→ **SUPPLIED PASSAGE**:
▼

Quiet Chris wrote:I know a guy who is looking at a few yearlings and one is out of Seattle Slew mare who was born in 1997. Someone told him to never buy a horse out of an old mare. Is there any statistical evidence younger mares are better producers or that mares tend to produce their best runners when they are young? Seems odd, but I guess there could be a biological reason for it.
Secretariat was out of an older mare and so was Sea the Stars, so I guess older mares can produce big runners, but are they just aberrations and for the most part a mares younger years are her best?
It's an old belief that has been debunked, but that has
some truth to it as so:
The logic dictates that if the mare is older and hasn't produced anything noteworthy yet (if she has multiple foals on the ground) she's probably not a good producer. But that's less due to age and more due to sheer numbers. Course it could always be that they've failed to find the magic nick.
To my knowledge there is no biological evidence that an older mare produces less good runners, it's just that if she has many foals on the ground, of racing age and nothing to show for it, she's not likely producing a winner any time soon unless you somehow find THE nick late in her life (less likely than picking a younger mare who already has one or two winners). With a good mare who produces good foals, the quality doesn't seem to decrease with age, certainly. The only biological reason I could think of for a decrease in quality is if the mare is not healthy or has a difficult pregnancy that could affect the foal congenitally, but then she probably shouldn't breeding in the first place.

▲

→ **ACTIONS TO TAKE**:
1 - In the forum discussion about buying foals out of older mares, which two horses are named as having been out of an older mare?
2 - Carry on the forum discussion about foals out of older mares, starting after its last sentence.
The records come from a separate source.

→ **Entries drawn from a collection**:
▼

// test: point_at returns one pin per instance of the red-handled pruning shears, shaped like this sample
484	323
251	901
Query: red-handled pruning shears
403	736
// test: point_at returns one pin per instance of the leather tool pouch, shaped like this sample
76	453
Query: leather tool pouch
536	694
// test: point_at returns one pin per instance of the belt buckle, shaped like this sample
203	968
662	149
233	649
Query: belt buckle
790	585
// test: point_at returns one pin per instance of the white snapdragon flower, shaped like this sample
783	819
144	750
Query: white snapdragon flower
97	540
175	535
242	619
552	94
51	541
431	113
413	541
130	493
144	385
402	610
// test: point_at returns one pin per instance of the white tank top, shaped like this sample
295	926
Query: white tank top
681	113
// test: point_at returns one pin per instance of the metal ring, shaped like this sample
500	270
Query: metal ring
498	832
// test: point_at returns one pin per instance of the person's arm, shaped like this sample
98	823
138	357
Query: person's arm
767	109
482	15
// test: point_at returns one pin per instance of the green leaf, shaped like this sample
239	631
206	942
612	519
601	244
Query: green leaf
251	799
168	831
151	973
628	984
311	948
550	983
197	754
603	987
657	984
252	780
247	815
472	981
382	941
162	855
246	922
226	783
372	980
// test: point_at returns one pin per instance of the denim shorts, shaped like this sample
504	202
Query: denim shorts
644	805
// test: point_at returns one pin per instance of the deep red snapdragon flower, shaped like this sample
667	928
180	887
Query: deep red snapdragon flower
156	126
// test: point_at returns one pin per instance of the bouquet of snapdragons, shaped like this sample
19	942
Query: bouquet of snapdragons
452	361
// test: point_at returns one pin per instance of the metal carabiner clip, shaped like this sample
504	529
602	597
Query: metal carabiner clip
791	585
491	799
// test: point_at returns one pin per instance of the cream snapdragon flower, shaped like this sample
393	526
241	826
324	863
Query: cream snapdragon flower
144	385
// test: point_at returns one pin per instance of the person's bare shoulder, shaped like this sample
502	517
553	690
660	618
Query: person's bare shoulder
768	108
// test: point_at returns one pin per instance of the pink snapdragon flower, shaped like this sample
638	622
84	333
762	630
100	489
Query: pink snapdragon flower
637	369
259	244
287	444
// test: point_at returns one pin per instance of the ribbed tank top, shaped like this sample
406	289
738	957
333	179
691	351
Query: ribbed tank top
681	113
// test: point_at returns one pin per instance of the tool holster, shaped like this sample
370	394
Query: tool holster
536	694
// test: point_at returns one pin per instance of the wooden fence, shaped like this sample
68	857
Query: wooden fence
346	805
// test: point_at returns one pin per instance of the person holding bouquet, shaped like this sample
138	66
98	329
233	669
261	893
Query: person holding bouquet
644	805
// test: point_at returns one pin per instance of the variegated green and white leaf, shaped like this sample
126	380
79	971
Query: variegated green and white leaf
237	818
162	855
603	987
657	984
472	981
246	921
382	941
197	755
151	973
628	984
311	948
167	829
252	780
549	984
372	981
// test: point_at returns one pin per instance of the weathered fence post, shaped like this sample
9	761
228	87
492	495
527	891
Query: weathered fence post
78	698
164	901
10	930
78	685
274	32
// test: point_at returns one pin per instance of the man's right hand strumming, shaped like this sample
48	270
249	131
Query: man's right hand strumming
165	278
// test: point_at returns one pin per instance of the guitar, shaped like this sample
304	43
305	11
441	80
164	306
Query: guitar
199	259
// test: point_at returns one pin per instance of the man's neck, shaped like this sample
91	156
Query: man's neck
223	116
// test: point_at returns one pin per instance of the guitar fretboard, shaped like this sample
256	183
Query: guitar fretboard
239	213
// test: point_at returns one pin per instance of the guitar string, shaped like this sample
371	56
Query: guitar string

▲

→ **SOLVED PROBLEMS**:
1 - Secretariat and Sea the Stars.

2 -
As with many old wives tales and ancient beliefs, sometimes the saying is passed down without the explanation, and therefore the thinking behind the belief gets distorted.
In both the examples you cited, Somethingroyal and Urban Sea produced winners, excellent ones even, before Secretariat and Sea the Stars respectively.
There were 10 years between Miesque's highest earner (Kingmambo) and third highest (Mingun).
I seem to recall there's an older rather well bred Seattle Slew mare who's last yearling didn't sell or sell well simply because her production record is atrocious and has never produced anything worthy of note. Dunno if this is the one I am thinking of or a different one, but with an older mare, always look at the previous nicks and her production record to date.